* Required action
Every line from the one with "Expected: for every instance of the crowd of people, the" through the final line of the entries below should be returned exactly; leave out all other lines.

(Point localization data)
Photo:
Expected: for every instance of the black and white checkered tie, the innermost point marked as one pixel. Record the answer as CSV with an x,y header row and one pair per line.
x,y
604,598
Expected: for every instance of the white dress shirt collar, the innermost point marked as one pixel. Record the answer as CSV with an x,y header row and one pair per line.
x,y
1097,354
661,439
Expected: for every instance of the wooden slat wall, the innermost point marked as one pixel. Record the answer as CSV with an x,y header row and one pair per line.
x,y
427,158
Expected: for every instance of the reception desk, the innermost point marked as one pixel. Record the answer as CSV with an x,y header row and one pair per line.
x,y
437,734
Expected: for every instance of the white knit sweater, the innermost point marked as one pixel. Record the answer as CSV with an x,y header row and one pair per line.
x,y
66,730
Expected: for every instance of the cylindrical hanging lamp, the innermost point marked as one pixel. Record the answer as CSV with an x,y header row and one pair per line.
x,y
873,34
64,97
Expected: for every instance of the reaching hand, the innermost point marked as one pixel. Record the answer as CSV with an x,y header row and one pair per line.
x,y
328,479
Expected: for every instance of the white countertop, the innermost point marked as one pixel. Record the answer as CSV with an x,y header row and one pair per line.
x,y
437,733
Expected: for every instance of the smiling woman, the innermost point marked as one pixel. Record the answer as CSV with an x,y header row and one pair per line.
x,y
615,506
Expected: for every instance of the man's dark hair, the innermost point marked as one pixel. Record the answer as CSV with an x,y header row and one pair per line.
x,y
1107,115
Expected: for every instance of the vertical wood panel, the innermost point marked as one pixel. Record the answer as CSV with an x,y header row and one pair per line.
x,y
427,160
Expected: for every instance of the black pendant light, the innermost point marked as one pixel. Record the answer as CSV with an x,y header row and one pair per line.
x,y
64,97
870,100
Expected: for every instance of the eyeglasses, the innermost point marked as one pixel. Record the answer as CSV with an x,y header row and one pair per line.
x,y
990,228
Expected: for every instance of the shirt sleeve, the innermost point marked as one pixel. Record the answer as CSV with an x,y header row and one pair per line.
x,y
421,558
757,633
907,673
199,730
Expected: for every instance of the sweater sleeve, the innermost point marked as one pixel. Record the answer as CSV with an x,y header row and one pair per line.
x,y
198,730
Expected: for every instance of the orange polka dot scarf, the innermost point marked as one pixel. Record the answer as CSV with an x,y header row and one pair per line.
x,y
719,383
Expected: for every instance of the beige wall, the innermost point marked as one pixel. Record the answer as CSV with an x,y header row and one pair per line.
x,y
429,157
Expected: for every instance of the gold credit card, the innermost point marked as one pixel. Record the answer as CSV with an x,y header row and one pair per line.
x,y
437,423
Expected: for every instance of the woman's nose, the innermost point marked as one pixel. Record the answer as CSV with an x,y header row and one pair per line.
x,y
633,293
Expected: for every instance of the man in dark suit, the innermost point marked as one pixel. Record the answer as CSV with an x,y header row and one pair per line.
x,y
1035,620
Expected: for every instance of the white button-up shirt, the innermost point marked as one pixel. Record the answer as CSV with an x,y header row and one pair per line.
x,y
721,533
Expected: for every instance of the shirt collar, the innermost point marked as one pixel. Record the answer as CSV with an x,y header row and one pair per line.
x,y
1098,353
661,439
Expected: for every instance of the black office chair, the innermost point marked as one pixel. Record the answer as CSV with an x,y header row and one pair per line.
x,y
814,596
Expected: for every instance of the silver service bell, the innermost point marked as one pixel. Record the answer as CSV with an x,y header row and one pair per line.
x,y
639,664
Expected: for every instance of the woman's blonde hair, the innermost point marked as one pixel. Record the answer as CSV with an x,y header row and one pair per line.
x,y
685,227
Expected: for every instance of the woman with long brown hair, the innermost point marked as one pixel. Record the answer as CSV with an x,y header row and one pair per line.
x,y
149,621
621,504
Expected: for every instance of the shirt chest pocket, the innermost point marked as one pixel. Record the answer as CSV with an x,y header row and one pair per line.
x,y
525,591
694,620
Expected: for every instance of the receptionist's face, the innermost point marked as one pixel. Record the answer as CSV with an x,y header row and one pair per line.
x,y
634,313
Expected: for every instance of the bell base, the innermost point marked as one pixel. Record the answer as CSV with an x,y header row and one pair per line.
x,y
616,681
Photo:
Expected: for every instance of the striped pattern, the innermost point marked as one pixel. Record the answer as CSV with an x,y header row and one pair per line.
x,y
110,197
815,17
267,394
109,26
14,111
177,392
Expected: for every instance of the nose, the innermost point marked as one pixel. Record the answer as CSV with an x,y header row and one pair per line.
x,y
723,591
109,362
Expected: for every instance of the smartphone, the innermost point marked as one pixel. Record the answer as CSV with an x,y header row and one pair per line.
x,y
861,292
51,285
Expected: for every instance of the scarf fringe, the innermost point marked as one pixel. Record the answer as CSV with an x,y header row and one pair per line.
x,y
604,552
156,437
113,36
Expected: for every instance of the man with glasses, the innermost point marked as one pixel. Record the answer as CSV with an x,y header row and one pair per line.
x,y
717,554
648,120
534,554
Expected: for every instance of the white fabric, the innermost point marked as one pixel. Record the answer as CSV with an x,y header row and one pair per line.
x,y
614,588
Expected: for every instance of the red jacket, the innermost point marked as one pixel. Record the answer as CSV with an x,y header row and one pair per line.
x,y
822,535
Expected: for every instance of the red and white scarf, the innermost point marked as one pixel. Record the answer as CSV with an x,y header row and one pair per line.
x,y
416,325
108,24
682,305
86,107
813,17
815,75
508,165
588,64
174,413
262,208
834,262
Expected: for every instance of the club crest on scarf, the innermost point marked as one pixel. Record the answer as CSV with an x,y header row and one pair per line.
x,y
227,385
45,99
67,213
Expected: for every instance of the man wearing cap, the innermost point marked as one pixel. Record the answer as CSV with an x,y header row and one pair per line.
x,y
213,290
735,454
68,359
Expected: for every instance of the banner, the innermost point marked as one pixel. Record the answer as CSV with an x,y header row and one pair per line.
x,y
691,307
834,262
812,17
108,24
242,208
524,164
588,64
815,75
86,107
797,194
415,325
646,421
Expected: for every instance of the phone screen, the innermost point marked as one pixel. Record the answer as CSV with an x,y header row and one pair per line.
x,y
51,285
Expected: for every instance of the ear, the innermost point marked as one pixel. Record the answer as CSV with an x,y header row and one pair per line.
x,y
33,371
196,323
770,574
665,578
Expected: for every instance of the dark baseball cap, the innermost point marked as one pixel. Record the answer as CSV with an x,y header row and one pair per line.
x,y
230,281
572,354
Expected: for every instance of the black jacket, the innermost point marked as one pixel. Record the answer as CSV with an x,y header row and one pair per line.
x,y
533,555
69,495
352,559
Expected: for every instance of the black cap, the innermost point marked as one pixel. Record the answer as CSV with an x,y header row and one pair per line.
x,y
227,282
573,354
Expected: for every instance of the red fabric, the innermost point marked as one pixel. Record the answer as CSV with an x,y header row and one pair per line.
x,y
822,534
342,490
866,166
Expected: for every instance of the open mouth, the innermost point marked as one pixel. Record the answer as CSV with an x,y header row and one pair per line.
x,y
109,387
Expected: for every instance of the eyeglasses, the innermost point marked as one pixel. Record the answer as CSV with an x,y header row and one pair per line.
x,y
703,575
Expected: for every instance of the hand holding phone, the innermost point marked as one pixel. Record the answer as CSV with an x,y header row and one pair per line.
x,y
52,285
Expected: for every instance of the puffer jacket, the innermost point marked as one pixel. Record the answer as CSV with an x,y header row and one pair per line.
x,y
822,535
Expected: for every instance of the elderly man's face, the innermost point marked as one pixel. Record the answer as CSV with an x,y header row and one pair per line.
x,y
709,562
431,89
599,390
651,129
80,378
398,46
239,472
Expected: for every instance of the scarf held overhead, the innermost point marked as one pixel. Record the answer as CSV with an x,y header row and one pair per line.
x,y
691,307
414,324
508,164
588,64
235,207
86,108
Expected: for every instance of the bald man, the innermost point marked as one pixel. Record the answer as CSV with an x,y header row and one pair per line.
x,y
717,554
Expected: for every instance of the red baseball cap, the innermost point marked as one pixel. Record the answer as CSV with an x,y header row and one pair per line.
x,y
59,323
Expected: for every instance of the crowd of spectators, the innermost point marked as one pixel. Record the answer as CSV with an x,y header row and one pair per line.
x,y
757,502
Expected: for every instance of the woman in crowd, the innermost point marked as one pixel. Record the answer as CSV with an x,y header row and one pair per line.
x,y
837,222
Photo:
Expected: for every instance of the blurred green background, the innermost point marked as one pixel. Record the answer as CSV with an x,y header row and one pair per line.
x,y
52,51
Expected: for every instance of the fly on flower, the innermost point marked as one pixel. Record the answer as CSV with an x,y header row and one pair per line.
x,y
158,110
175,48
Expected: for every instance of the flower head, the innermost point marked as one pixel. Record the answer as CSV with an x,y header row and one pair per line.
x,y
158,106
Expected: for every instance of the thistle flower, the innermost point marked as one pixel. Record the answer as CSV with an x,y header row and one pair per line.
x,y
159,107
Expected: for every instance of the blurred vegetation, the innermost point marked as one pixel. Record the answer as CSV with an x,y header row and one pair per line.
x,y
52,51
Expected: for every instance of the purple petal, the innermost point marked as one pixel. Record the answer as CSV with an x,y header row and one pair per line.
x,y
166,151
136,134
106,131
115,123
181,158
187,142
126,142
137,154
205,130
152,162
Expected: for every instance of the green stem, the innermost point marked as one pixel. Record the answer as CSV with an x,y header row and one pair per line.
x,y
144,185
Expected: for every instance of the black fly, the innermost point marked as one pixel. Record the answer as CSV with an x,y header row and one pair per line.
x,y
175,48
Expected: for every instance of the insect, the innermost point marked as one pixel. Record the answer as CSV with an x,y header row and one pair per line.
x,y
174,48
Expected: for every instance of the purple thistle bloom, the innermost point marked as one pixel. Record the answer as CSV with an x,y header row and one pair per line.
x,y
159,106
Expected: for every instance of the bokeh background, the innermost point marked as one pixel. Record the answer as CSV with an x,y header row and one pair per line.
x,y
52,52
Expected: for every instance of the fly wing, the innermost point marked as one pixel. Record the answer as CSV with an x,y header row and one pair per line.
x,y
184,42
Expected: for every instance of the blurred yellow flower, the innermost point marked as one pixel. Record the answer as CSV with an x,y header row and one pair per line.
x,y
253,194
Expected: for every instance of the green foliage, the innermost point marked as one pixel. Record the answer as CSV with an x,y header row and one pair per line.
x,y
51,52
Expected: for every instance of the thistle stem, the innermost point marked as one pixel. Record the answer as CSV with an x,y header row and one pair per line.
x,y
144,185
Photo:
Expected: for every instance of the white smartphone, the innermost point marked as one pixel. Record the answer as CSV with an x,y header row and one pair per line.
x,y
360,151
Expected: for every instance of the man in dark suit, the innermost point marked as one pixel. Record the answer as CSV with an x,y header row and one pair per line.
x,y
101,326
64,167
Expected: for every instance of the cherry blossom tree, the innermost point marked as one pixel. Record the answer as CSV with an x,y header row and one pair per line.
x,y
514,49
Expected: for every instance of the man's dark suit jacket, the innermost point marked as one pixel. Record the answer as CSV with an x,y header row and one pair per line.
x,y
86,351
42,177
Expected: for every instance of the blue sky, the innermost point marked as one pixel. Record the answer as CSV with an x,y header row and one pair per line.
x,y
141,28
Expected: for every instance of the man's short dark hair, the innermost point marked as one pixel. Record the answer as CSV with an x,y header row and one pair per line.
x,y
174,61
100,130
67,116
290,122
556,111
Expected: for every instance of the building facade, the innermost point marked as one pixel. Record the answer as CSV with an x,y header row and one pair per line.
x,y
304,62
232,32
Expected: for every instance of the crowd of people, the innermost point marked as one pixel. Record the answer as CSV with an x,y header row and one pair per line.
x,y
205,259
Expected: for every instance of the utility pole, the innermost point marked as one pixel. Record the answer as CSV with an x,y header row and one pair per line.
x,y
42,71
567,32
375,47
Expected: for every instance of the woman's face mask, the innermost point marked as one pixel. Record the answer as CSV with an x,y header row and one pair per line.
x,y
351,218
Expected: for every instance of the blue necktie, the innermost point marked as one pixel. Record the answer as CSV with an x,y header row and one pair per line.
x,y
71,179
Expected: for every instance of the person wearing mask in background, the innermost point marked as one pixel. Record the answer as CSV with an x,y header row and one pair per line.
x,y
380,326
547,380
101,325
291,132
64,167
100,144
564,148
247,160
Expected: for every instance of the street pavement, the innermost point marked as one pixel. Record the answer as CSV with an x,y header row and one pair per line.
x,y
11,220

* Solved exercise
Expected: for every instance of the crowd of people, the innermost point marked as one pixel. Record the answer as CSV with an x,y header row and one pair per line.
x,y
205,259
Expected: for every instance of the utility pole, the innermost point marked as one pixel. Record the answer as CSV with an x,y header row and one pair per line.
x,y
42,71
567,32
375,47
Expected: for every instance of the woman's face mask, the innermost point marked as one pixel. Record the answer as CSV with an x,y header row and one pair per line.
x,y
351,218
Expected: for every instance of the blue necktie, the innermost point marked as one pixel. Record the answer as CSV with an x,y header row and one pair per line.
x,y
71,179
Expected: for every instance of the person wearing mask in background, the innermost point marked as one pixel. Record the answer as CSV with an x,y header row and one pair per line.
x,y
380,326
547,380
101,325
291,132
64,167
100,144
564,148
247,160
Expected: for every instance of the street pavement, the innermost point marked as one pixel. Record the answer as CSV with an x,y header row and one pair per line.
x,y
11,220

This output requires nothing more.